WHAT TO PRODUCE:
Once you reach the line that contains "such as [325,748].", retype it and every line after it exactly, ending with the last line of the entries.

——

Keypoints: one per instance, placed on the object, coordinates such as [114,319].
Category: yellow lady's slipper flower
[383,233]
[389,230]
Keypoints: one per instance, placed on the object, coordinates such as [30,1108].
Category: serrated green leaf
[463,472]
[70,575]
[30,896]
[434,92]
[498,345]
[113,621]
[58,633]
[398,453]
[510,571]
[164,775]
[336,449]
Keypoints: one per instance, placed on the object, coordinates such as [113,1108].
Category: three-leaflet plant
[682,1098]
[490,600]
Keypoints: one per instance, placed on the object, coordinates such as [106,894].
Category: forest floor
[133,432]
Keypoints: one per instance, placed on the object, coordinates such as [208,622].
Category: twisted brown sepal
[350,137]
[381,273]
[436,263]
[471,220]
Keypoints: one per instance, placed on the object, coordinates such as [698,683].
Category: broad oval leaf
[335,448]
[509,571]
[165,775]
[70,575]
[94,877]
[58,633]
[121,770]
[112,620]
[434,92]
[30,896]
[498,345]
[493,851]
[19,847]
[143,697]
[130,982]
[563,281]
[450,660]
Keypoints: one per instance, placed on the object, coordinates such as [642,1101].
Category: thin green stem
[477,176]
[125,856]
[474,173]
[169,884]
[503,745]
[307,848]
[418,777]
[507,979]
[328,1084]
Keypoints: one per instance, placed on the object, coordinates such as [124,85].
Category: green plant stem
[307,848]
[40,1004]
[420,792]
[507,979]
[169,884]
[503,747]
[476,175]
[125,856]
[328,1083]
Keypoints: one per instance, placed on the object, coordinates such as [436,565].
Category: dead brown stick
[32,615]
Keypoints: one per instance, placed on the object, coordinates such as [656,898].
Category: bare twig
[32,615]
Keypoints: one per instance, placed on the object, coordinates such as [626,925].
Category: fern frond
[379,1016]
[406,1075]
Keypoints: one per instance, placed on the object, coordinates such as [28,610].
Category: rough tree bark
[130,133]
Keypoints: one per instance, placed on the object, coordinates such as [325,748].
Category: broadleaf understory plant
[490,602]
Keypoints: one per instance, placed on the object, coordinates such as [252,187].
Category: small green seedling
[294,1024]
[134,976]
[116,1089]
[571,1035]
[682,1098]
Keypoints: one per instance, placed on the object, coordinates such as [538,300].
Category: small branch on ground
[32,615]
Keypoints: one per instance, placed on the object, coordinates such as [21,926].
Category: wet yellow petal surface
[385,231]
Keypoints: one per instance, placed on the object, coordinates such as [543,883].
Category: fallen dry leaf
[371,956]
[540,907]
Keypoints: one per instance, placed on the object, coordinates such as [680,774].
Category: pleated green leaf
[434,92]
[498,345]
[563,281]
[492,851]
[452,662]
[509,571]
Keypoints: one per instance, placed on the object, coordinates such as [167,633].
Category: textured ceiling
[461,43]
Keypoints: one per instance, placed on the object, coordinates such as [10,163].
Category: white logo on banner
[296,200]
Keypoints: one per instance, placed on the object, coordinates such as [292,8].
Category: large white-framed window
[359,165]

——

THE ANSWER:
Keypoints: one per instance, placed on the object, coordinates such as [325,748].
Category: broadleaf understory plant
[490,602]
Keypoints: one per instance, placed on the object, coordinates such as [252,187].
Category: small green seedling
[294,1024]
[134,976]
[116,1089]
[571,1035]
[682,1098]
Keypoints: one per instance, placed on the object, coordinates such as [538,300].
Category: small branch on ground
[32,615]
Keypoints: one per instance, placed on the object, coordinates such as [21,926].
Category: wet yellow petal surface
[385,231]
Keypoints: one per instance, placed on the object, coordinates such as [543,883].
Category: fallen dry leaf
[371,956]
[540,907]
Keypoints: one per instance, placed on the object, coordinates such as [680,774].
Category: pleated green leaf
[434,92]
[498,345]
[563,281]
[492,851]
[452,662]
[509,571]
Keypoints: one per instance, placed on the object, coordinates such as [167,633].
Category: textured ceiling
[461,43]
Keypoints: one per instance, placed on the object, coordinates such as [10,163].
Category: white logo on banner
[296,200]
Keypoints: one per instance, placed on the object, coordinates such as [292,8].
Category: large white-framed window
[359,165]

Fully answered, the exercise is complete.